START SELECTED PASSAGE
Hydrolysis optimization and characterization study of preparing fatty acids from Jatropha curcasseed oil
© (Salimon) et al 2011
Received: 1 August 2011
Accepted: 1 November 2011
Published: 1 November 2011
Fatty acids (FAs) are important as raw materials for the biotechnology industry. Existing methods of FAs production are based on chemical methods. In this study potassium hydroxide (KOH)-catalyzed reactions were utilized to hydrolysis Jatropha curcas seed oil.
The parameters effect of ethanolic KOH concentration, reaction temperature, and reaction time to free fatty acid (FFA%) were investigated using D-Optimal Design. Characterization of the product has been studied using Fourier transforms infrared spectroscopy (FTIR), gas chromatography (GC) and high performance liquid chromatography (HPLC). The optimum conditions for maximum FFA% were achieved at 1.75M of ethanolic KOH concentration, 65°C of reaction temperature and 2.0 h of reaction time.
END SELECTED PASSAGE
START RECORDS SHOWN
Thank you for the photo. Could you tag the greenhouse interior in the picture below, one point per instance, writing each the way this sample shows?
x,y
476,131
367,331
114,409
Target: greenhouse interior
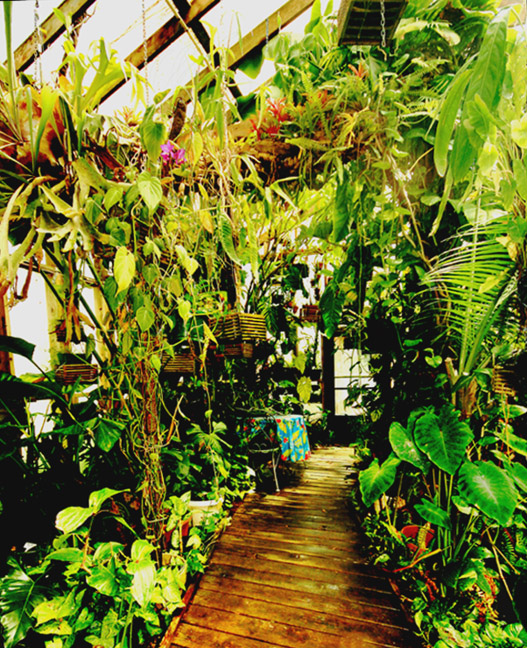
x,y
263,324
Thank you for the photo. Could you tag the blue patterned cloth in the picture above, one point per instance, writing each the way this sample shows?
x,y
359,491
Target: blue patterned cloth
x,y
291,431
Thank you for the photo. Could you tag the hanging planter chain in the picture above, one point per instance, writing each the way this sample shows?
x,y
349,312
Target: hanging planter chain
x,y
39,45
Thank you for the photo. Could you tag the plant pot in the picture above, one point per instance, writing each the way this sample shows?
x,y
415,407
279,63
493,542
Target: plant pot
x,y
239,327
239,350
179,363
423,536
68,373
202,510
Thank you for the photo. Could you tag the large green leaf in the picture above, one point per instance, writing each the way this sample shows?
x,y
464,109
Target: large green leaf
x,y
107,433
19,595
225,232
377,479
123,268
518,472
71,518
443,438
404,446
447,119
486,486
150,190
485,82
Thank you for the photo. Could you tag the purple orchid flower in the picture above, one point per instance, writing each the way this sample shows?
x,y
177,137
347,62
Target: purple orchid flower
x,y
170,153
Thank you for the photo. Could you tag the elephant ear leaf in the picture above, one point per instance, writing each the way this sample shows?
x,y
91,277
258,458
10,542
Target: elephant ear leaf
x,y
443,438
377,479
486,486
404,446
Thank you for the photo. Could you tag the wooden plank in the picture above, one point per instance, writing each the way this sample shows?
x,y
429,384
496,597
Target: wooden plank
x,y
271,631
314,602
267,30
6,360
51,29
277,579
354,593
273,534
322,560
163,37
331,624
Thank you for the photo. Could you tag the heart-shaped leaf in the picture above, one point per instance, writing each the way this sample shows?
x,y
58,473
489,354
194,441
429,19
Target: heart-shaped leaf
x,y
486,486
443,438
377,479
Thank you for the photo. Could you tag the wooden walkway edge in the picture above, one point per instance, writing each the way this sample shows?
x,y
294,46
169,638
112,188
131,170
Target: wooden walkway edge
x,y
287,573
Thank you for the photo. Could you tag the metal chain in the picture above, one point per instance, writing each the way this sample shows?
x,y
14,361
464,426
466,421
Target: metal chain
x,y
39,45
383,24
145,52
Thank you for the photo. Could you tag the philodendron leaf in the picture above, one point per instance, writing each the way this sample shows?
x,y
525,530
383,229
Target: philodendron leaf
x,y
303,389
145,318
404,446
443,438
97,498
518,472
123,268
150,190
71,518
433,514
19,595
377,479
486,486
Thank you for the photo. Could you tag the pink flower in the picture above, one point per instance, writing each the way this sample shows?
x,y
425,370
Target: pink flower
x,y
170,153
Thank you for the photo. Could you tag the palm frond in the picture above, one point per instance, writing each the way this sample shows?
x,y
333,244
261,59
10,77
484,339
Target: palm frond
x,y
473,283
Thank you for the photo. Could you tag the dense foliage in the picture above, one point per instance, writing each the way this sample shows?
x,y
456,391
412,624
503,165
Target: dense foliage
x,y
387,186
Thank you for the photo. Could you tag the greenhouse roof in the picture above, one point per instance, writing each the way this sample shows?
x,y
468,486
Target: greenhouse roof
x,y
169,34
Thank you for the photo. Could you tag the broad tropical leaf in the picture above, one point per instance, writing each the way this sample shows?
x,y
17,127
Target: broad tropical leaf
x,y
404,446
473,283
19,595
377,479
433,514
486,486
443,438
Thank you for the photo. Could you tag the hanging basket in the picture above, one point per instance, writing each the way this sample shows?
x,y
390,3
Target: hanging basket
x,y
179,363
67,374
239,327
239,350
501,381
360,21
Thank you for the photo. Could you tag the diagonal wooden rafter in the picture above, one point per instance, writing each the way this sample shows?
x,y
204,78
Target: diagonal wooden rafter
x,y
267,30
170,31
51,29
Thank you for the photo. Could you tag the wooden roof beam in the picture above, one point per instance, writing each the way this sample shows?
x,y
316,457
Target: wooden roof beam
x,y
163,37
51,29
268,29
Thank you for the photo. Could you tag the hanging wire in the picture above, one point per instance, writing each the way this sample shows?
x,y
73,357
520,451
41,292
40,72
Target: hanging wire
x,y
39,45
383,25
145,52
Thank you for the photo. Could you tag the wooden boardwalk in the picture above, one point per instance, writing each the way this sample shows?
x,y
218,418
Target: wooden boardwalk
END RECORDS SHOWN
START RECORDS SHOWN
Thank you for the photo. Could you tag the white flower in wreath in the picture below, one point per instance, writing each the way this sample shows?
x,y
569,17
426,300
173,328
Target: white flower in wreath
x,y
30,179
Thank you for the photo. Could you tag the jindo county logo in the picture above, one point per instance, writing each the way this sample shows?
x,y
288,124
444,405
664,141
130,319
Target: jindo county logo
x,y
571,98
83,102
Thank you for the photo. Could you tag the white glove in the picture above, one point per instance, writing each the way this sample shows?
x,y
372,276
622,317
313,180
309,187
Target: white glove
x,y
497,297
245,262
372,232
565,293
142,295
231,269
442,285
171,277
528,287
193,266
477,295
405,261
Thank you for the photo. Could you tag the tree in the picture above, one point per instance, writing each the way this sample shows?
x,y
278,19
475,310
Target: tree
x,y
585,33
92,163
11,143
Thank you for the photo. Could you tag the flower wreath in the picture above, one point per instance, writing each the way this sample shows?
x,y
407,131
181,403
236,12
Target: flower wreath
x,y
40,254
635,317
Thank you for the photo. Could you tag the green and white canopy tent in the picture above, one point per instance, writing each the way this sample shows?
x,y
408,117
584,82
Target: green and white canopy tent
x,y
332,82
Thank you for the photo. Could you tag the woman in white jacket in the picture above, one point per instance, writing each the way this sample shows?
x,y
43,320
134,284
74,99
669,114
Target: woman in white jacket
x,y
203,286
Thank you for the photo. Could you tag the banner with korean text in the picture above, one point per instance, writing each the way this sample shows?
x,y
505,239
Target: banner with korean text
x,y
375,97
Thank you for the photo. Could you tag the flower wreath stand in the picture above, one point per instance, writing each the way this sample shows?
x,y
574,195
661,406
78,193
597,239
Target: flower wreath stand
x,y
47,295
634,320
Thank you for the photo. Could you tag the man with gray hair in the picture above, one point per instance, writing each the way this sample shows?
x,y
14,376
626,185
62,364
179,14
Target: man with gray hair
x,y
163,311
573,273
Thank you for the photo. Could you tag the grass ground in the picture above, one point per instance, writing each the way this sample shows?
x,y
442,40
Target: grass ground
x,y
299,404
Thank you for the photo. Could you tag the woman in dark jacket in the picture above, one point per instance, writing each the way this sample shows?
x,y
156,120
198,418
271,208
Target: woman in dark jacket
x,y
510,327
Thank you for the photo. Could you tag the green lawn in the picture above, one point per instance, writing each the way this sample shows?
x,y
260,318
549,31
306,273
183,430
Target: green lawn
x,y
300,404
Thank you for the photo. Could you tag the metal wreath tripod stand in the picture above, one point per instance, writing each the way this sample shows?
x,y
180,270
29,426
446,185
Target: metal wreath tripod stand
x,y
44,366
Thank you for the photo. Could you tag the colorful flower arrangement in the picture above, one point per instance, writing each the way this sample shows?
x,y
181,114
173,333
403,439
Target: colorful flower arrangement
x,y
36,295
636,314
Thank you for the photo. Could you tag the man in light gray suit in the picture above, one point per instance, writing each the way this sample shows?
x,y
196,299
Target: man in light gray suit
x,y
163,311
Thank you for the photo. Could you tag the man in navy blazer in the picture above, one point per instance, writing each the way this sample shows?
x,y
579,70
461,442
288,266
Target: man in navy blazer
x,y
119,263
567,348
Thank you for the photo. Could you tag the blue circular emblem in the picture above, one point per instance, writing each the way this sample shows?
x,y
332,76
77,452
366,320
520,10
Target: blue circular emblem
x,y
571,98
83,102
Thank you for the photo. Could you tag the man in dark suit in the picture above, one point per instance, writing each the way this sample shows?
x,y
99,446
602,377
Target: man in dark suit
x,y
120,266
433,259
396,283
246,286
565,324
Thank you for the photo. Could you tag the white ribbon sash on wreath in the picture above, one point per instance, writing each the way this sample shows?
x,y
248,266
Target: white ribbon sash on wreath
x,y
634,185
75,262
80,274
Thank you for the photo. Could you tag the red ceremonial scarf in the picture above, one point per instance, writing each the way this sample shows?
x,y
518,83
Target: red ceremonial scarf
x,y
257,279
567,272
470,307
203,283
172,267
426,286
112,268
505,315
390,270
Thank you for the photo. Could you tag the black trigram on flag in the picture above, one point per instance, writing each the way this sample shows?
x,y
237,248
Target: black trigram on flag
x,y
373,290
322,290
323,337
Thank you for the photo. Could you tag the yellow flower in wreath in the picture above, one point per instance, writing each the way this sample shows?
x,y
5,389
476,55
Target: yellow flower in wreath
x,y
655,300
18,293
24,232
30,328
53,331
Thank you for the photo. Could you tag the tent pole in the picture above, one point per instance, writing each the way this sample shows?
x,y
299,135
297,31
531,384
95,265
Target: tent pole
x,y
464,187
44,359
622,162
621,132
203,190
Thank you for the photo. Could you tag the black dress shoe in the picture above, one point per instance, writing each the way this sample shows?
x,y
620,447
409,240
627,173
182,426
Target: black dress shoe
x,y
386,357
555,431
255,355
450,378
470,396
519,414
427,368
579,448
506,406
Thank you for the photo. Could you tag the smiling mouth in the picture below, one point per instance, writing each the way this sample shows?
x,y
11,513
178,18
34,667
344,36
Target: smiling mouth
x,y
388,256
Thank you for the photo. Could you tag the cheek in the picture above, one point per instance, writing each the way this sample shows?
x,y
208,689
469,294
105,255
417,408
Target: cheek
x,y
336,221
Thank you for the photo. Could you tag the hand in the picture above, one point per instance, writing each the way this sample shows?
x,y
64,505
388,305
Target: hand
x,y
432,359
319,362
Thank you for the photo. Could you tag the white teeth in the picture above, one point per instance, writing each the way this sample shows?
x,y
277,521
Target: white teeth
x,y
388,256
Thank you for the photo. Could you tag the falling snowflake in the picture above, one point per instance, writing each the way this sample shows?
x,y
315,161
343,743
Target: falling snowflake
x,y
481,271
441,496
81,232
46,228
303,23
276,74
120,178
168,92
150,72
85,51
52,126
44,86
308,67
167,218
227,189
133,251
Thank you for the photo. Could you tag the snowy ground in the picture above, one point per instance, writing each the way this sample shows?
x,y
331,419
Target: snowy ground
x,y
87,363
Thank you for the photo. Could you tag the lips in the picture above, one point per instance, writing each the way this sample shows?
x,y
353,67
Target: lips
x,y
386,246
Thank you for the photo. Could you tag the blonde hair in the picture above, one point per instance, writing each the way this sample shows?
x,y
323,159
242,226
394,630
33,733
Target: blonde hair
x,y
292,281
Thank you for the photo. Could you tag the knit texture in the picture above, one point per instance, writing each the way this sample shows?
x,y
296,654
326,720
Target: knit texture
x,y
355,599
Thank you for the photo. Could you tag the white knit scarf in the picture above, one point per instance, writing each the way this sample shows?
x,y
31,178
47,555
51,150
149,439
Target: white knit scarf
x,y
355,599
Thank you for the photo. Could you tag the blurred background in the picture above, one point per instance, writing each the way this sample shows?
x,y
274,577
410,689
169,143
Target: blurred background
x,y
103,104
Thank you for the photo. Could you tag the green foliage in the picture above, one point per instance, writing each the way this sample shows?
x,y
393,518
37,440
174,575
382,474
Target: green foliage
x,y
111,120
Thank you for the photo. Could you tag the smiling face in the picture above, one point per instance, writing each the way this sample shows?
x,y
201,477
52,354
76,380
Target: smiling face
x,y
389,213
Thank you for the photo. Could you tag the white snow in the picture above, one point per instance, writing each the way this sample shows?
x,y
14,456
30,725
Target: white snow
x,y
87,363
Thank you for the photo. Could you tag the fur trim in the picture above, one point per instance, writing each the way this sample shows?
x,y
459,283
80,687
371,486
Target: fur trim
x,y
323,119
END RECORDS SHOWN
YOUR TASK → Name every reaction parameter whose effect on free fatty acid (FFA%) was investigated, according to the text on hydrolysis of Jatropha curcas seed oil.

EXPECTED OUTPUT →
- Ethanolic KOH concentration
- Reaction temperature
- Reaction time